Monday, Jul. 09, 1956

Adventure into Darkness

EXPLORING AMERICAN CAVES (280 pp.) -Franklin Folsom -Crown ($5).

The cave was man's first natural home: some atomic-age pundits fear that it may also be his last. Oddly, however, though man has probed earth's atmosphere, mapped its surface, scaled its highest peaks and scraped its ocean bottoms, he has largely neglected the myriad subterranean realms. In alpine cliche, a mountain is climbed "because it is there." The spelunker's incentive is that a cave is never even "there" until it is found and its depths are plumbed and proved. Mountaineering has its classic literature -Annapurna, The White Tower, etc. -but caves, mysterious, magnificent and challenging as mountains, still await their authors. Most Americans best know a cave as the sort of Stygian hole where Mark Twain marooned Becky Thatcher and Tom Sawyer. The society of the cave-wise in the U.S. contains a handful of scientists and spelunkers, most of them active in the National Speleological Society, whose 1,200-odd members are organized in 40 U.S. "Grottoes."

Last Frontier? Poet-Novelist Franklin Folsom, a Rhodes scholar and onetime lettuce packer, may be just the agent to swell that number. He has illuminated his gloomy subject with literary style, and Exploring American Caves -with its scores of enchanting photographs and its bold plunge into virtually virgin writing territory -may prove to be classic cave literature. "Caves," proclaims Spelunker Folsom, "are, in a sense, the last frontier. [Those] who explore the underground night have yet to reach the end of even the best-known caverns in this country."

The permanent night underground is not for sissies, as many a bruised alpinist knows after haughtily trying subterranean slumming. The most rugged U.S. cave, West Virginia's hellish Schoolhouse -featuring such obstacles as "bottomless" (down to 70 ft.) fissures and sheer-rock faces that long defied human spiders, 180-ft. dropoffs past receding walls in thin air -can be negotiated by the most skilled mountaineers in eight to ten hours, round trip. As the bat flies, Schoolhouse is a mere 1,600 ft. long, but the rate of travel for the best spelunkers is less than 7 ft. a minute.

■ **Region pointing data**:
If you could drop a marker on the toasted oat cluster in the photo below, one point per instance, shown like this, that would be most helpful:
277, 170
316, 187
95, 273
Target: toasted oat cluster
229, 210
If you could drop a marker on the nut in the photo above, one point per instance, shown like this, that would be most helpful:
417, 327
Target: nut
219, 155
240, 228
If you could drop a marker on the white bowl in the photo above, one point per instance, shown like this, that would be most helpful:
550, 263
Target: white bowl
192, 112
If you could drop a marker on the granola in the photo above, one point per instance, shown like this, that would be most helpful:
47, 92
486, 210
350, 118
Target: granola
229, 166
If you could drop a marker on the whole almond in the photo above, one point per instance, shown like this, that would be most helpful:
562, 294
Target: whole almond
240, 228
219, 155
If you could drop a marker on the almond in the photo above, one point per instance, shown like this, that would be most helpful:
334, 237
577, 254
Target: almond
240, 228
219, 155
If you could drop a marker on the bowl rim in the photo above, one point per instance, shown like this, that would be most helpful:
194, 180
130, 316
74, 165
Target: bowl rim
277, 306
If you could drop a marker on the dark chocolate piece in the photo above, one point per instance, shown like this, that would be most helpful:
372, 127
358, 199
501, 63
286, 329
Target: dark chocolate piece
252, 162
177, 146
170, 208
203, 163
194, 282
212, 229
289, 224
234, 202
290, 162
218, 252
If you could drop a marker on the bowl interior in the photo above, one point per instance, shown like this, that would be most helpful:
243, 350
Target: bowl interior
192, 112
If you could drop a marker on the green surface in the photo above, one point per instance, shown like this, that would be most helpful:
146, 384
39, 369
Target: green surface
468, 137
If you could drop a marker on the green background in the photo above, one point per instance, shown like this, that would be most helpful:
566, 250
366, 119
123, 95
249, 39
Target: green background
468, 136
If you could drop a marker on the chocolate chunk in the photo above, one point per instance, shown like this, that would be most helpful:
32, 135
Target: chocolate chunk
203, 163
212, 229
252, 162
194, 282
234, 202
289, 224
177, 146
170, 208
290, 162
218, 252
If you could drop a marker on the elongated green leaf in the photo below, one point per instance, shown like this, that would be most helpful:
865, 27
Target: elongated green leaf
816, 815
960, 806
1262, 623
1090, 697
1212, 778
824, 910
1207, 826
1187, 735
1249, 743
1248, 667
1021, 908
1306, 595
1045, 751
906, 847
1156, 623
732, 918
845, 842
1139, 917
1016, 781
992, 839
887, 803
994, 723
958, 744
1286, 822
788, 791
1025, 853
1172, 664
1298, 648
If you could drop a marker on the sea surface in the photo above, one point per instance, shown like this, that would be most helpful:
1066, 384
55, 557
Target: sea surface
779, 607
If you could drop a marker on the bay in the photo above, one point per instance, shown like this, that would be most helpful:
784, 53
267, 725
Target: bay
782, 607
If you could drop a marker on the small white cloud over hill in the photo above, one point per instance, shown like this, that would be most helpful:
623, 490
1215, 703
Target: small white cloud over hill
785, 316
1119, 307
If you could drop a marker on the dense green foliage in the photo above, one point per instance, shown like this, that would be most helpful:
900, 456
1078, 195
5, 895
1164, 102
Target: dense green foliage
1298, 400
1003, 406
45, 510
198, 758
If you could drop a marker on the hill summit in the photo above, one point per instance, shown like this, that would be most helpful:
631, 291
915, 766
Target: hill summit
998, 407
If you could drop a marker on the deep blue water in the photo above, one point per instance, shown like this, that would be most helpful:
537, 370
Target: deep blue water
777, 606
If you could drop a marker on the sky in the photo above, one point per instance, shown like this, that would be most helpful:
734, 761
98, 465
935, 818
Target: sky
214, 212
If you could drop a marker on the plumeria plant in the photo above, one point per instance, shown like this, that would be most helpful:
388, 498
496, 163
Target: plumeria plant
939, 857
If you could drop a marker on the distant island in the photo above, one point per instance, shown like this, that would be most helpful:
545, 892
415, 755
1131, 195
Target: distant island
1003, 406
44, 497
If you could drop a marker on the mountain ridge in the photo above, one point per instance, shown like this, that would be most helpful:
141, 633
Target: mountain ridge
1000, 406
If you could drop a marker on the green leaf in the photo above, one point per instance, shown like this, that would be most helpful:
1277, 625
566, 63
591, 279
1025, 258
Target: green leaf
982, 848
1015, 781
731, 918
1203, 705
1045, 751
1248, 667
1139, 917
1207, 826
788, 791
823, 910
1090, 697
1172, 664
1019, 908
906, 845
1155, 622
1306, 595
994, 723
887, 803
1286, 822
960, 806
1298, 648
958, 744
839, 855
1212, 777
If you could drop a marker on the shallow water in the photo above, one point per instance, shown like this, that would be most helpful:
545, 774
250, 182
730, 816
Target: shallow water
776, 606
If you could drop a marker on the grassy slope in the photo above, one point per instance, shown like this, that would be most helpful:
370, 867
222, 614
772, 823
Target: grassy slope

■ **Activity**: In the review of the cave book above, how long is Schoolhouse cave as the bat flies?

■ **Completed task**: Schoolhouse is a mere 1,600 ft. long as the bat flies.